## [Work item]
Searching the material below, find each line that includes the word "conditioning", and copy it.
Segment Start: Given information
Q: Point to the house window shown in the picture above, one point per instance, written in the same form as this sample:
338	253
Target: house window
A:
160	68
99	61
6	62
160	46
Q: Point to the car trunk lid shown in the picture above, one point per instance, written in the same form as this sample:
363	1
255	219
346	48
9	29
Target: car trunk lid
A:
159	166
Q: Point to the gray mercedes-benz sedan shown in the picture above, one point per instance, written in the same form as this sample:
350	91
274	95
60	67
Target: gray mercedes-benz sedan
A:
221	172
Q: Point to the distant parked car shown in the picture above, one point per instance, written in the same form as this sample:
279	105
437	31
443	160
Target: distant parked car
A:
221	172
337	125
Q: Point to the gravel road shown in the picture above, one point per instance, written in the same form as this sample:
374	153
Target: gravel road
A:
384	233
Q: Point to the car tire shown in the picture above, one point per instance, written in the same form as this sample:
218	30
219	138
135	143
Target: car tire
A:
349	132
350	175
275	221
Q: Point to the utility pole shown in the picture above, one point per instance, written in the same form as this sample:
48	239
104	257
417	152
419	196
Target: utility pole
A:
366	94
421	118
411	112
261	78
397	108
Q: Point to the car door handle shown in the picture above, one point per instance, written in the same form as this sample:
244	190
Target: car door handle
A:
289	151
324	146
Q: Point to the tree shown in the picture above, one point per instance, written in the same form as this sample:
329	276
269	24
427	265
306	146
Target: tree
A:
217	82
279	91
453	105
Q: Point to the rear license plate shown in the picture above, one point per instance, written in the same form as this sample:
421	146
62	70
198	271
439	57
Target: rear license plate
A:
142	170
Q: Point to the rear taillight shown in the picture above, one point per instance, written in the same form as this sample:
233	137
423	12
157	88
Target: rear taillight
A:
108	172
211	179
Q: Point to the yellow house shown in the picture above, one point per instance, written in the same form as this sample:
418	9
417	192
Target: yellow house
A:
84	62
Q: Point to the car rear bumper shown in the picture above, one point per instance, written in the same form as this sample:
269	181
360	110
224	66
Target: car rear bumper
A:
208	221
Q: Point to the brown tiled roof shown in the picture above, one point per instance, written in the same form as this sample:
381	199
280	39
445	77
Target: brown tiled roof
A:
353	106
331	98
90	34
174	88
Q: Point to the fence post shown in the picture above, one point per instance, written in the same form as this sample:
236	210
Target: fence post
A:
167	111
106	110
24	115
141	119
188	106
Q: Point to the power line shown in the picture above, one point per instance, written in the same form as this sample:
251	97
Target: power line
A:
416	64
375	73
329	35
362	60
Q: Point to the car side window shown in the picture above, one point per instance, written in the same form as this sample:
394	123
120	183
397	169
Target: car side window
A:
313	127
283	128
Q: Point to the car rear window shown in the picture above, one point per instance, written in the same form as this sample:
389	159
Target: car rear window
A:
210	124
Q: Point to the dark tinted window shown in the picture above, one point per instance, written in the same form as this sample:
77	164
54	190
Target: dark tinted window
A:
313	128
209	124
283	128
Segment End: Given information
Segment Start: Given information
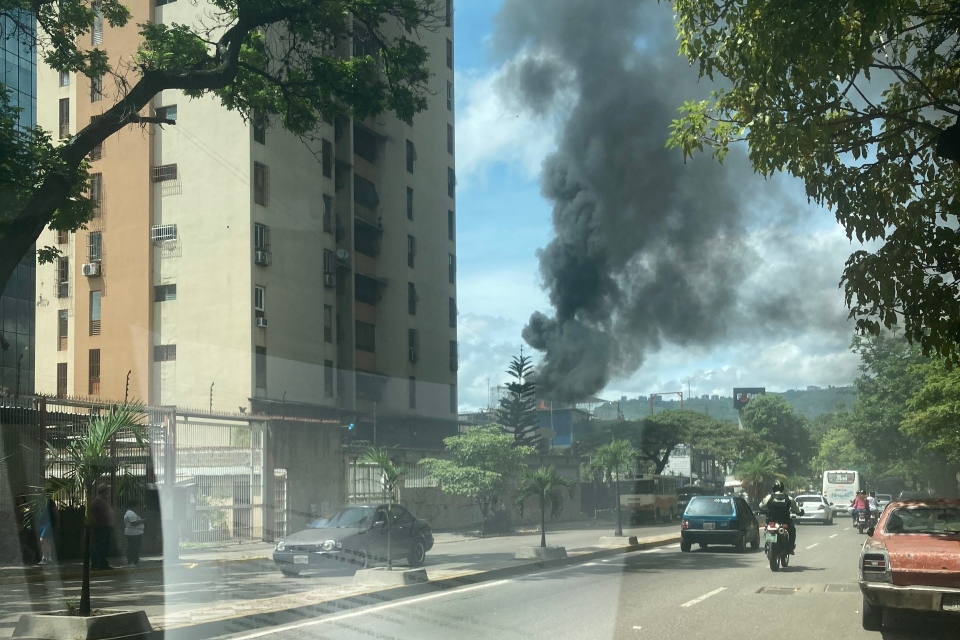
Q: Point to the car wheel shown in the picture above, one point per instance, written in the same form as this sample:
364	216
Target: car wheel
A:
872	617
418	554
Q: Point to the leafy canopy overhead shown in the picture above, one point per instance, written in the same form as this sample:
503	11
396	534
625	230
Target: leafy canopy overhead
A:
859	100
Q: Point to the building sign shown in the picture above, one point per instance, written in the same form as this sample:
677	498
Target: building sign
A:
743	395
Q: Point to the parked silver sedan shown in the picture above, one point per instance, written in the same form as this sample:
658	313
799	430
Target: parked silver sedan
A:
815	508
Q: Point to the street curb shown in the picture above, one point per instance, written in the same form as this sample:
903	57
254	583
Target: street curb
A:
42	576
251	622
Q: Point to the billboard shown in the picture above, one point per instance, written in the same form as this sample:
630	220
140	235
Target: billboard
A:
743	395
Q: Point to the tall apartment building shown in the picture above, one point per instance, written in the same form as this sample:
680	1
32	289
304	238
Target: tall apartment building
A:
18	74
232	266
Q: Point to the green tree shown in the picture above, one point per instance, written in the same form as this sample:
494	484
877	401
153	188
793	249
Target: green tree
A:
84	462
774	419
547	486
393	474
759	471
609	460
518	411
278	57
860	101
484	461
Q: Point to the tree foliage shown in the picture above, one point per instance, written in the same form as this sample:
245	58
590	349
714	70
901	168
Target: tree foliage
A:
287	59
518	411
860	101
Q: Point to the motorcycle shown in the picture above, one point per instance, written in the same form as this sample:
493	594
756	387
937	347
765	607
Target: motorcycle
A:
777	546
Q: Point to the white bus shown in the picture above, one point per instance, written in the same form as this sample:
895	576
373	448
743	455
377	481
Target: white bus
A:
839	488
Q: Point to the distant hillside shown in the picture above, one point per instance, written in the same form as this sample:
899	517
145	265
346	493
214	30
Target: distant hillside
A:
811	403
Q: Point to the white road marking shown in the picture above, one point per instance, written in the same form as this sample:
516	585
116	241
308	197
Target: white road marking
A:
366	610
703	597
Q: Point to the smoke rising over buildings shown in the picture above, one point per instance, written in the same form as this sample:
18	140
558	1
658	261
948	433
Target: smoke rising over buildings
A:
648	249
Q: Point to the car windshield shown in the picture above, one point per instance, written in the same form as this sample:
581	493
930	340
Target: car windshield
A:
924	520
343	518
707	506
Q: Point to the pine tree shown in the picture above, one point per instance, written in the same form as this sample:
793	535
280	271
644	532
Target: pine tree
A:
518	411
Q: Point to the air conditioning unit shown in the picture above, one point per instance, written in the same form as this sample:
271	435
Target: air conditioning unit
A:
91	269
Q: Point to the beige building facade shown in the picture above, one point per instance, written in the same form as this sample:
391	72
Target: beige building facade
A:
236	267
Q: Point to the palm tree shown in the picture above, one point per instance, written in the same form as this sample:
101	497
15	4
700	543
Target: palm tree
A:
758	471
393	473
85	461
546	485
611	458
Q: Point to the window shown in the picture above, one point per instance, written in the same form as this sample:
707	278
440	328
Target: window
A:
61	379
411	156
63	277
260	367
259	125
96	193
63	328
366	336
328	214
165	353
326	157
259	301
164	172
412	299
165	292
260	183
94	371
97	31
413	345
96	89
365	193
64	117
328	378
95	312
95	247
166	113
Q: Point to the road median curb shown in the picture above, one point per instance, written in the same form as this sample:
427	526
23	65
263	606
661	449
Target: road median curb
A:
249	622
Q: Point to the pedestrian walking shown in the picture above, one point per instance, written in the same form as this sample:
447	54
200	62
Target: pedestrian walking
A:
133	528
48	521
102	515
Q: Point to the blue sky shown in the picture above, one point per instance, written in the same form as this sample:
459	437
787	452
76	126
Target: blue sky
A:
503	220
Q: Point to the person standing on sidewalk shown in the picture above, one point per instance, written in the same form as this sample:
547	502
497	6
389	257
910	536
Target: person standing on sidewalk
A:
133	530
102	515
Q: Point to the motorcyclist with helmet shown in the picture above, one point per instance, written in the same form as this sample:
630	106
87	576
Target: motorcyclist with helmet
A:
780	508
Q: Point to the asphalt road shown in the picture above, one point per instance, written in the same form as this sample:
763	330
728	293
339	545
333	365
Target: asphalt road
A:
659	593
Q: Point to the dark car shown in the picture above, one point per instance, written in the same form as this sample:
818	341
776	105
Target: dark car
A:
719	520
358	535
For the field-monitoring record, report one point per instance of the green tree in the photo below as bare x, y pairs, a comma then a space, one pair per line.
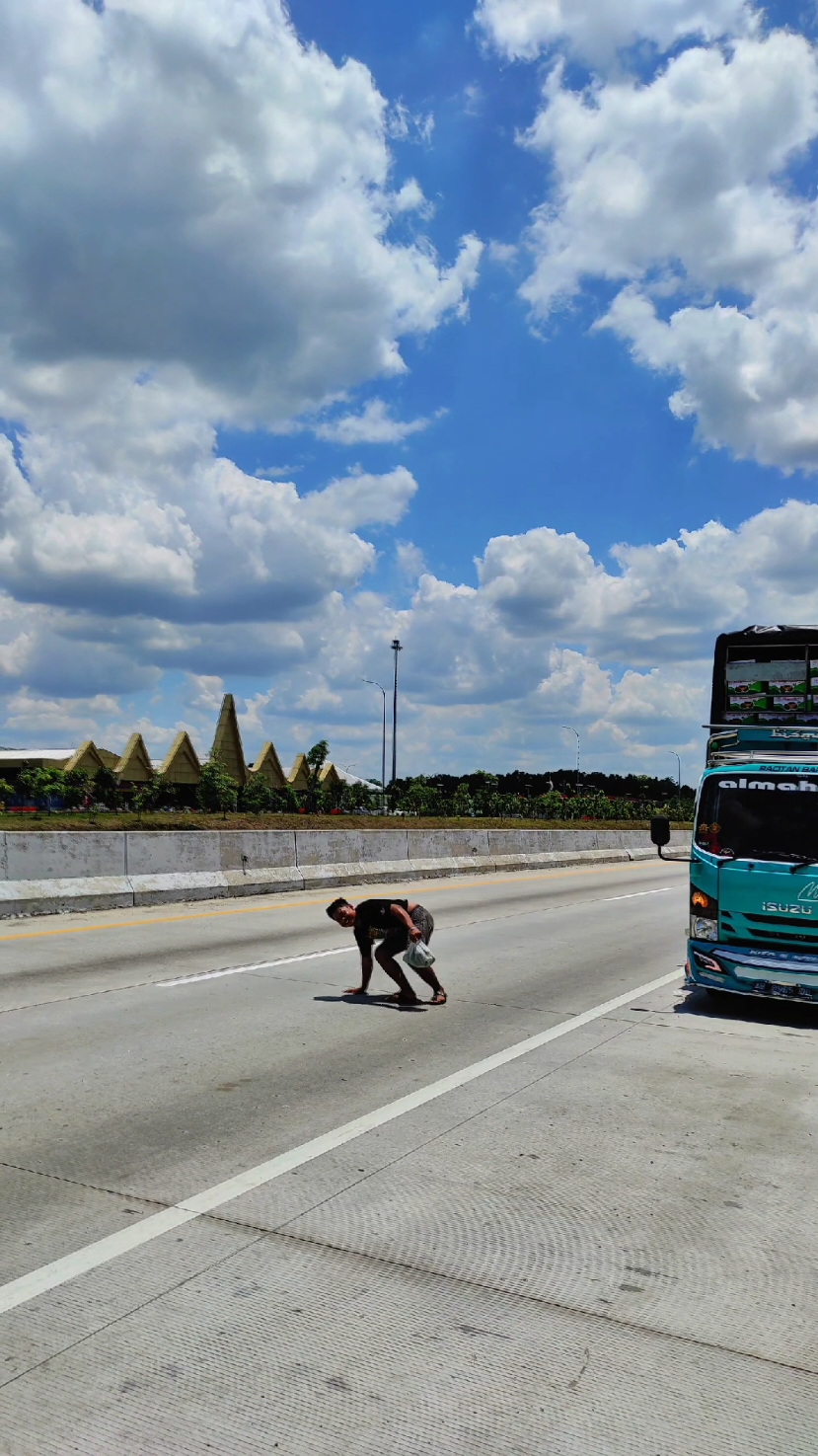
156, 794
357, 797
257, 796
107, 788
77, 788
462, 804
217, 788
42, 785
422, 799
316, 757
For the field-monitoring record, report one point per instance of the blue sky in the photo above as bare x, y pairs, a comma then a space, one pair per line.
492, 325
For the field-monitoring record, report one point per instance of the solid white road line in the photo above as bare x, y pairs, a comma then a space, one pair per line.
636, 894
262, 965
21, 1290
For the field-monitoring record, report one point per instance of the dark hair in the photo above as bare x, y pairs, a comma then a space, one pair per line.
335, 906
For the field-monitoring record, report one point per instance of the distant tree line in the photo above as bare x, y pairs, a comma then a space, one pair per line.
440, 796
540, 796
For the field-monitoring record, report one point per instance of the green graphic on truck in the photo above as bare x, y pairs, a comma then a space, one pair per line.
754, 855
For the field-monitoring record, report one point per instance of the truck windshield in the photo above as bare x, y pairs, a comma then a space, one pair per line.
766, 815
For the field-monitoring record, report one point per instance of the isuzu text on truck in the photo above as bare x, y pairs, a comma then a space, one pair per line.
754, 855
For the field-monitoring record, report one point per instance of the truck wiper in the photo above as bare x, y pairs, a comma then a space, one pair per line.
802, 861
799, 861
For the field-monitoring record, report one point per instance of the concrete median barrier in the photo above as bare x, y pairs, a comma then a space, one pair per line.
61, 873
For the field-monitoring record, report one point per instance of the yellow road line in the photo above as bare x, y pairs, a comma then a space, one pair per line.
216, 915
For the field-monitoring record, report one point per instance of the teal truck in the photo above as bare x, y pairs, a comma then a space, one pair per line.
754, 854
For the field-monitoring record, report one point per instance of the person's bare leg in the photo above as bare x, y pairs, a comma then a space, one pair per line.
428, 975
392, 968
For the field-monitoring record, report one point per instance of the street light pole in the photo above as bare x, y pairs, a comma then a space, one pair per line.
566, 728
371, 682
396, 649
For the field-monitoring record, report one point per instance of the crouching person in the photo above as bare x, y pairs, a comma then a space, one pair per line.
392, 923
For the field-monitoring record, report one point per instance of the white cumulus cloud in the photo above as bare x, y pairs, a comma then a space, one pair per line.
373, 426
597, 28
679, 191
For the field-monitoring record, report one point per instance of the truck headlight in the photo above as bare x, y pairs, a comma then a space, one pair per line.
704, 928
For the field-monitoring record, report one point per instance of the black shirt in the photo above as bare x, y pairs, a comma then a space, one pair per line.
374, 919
Segment End: Given information
## [Answer to the exercise]
Q: Point to the air conditioning unit shown in the picture above, one point per instance, written in the same form as this sample:
Target: air conditioning unit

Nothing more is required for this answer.